_Task description_
Convert the entries, from the line with "Task: mark one point on every instance of the lance-shaped" through the last line of the entries, into a JSON list of strings with one string per line and blank lines omitted. Leave the pictures out of your answer.

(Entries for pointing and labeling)
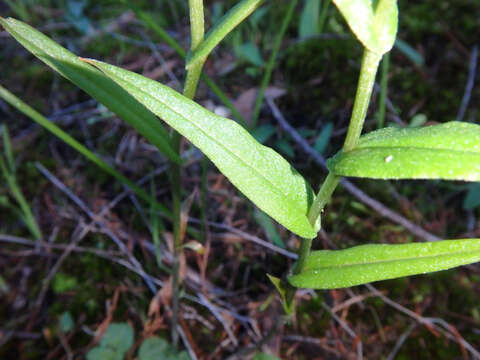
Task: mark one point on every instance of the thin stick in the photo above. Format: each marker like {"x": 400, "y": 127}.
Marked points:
{"x": 347, "y": 329}
{"x": 95, "y": 218}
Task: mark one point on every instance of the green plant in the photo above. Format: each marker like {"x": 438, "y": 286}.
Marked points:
{"x": 449, "y": 151}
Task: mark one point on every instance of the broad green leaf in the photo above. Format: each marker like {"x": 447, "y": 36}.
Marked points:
{"x": 449, "y": 151}
{"x": 93, "y": 82}
{"x": 260, "y": 173}
{"x": 227, "y": 23}
{"x": 367, "y": 263}
{"x": 374, "y": 26}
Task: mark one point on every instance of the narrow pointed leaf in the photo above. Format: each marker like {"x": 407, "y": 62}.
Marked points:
{"x": 94, "y": 83}
{"x": 449, "y": 151}
{"x": 257, "y": 171}
{"x": 367, "y": 263}
{"x": 226, "y": 24}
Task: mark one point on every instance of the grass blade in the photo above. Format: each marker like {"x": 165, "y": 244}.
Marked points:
{"x": 94, "y": 83}
{"x": 258, "y": 172}
{"x": 367, "y": 263}
{"x": 449, "y": 151}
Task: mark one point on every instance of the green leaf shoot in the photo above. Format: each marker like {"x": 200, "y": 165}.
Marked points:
{"x": 226, "y": 24}
{"x": 260, "y": 173}
{"x": 94, "y": 83}
{"x": 449, "y": 151}
{"x": 363, "y": 264}
{"x": 374, "y": 27}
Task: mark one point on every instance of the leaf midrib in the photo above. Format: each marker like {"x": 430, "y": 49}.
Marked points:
{"x": 222, "y": 146}
{"x": 360, "y": 147}
{"x": 389, "y": 261}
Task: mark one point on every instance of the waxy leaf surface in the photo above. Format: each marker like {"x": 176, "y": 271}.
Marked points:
{"x": 375, "y": 28}
{"x": 94, "y": 83}
{"x": 449, "y": 151}
{"x": 367, "y": 263}
{"x": 257, "y": 171}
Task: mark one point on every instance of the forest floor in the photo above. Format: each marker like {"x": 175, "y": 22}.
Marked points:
{"x": 60, "y": 293}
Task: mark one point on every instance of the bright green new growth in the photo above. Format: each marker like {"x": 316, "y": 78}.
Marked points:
{"x": 93, "y": 82}
{"x": 376, "y": 28}
{"x": 226, "y": 24}
{"x": 260, "y": 173}
{"x": 7, "y": 170}
{"x": 366, "y": 263}
{"x": 449, "y": 151}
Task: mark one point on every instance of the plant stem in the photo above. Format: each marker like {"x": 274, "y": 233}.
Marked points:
{"x": 271, "y": 62}
{"x": 368, "y": 71}
{"x": 323, "y": 15}
{"x": 323, "y": 196}
{"x": 197, "y": 32}
{"x": 383, "y": 91}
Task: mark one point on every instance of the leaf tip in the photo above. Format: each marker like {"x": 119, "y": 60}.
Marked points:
{"x": 88, "y": 60}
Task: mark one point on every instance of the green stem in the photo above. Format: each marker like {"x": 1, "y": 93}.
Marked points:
{"x": 383, "y": 91}
{"x": 323, "y": 15}
{"x": 323, "y": 196}
{"x": 271, "y": 62}
{"x": 197, "y": 31}
{"x": 150, "y": 22}
{"x": 366, "y": 81}
{"x": 368, "y": 71}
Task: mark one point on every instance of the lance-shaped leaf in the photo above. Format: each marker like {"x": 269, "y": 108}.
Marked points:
{"x": 367, "y": 263}
{"x": 449, "y": 151}
{"x": 374, "y": 27}
{"x": 226, "y": 24}
{"x": 94, "y": 83}
{"x": 257, "y": 171}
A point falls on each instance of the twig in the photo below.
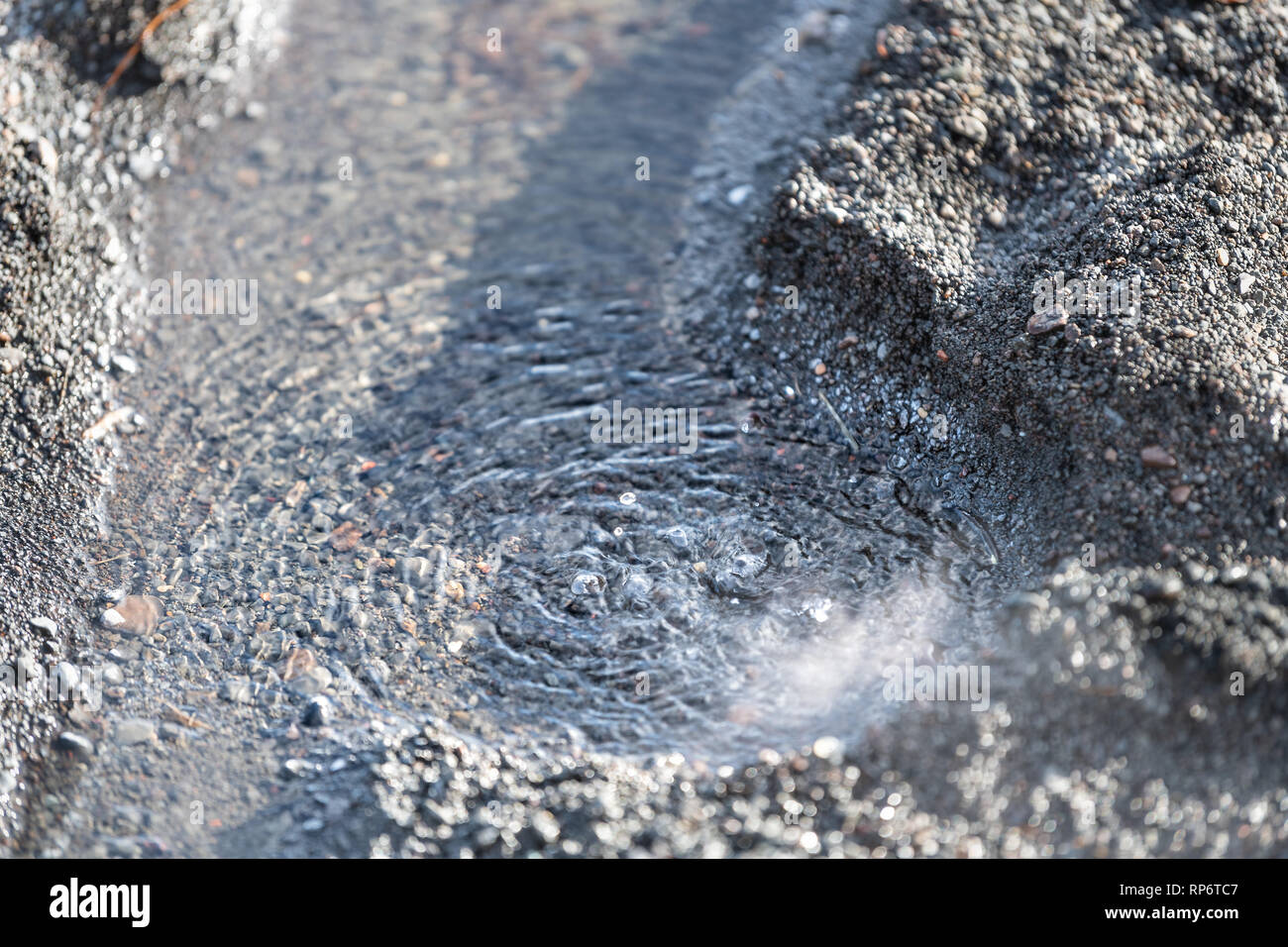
(837, 419)
(134, 51)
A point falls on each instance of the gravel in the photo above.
(321, 621)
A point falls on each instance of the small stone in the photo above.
(318, 712)
(969, 127)
(75, 744)
(1042, 322)
(236, 690)
(48, 155)
(136, 731)
(134, 615)
(1155, 457)
(344, 538)
(11, 359)
(296, 493)
(417, 571)
(124, 364)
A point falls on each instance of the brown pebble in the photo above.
(1043, 322)
(346, 538)
(1155, 457)
(140, 615)
(296, 493)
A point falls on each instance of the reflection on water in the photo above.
(434, 337)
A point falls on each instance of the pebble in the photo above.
(1155, 457)
(134, 615)
(75, 744)
(136, 731)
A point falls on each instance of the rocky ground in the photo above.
(366, 647)
(69, 273)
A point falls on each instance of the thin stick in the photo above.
(837, 419)
(134, 51)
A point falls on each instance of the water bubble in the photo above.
(588, 583)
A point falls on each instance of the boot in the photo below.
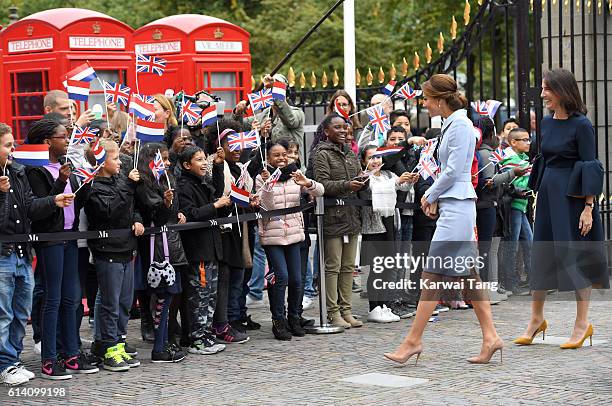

_Expected answer_
[
  "Task: mark one point on every instance of the lance-shaped leaf in the photo above. Format: each marker like {\"x\": 269, \"y\": 108}.",
  "Marked points:",
  "{\"x\": 367, \"y\": 263}",
  "{\"x\": 449, \"y\": 151}",
  "{\"x\": 374, \"y\": 27}",
  "{\"x\": 226, \"y\": 24}",
  "{\"x\": 94, \"y\": 83}",
  "{\"x\": 257, \"y\": 171}",
  "A point falls on each instance of the twig in the photo below.",
  "(837, 419)",
  "(134, 51)",
  "A point falls on each instance of the gravel in the photo above.",
  "(321, 621)",
  "A point falls on each instance of the small stone in the photo above.",
  "(318, 712)",
  "(969, 127)",
  "(75, 744)",
  "(1042, 322)",
  "(236, 690)",
  "(48, 155)",
  "(136, 731)",
  "(134, 615)",
  "(1155, 457)",
  "(344, 538)",
  "(11, 359)",
  "(296, 493)",
  "(417, 571)",
  "(124, 364)",
  "A point falls on each instance of the brown pebble in the photo above.",
  "(1043, 322)",
  "(346, 538)",
  "(1155, 457)",
  "(140, 615)",
  "(296, 493)",
  "A point falls on each instance of the reflection on water in the photo above.",
  "(434, 337)",
  "A point falls on each instance of the pebble in the photo above.",
  "(1155, 457)",
  "(134, 615)",
  "(75, 744)",
  "(136, 731)",
  "A point falls on each instance of the rocky ground in the photo above.",
  "(366, 647)",
  "(69, 273)",
  "A point falls on each instance of the thin stick in the photo above.",
  "(837, 419)",
  "(134, 51)",
  "A point falls on each instance of the water bubble in the photo above.",
  "(588, 583)",
  "A point falls on each instance of the boot in the photo below."
]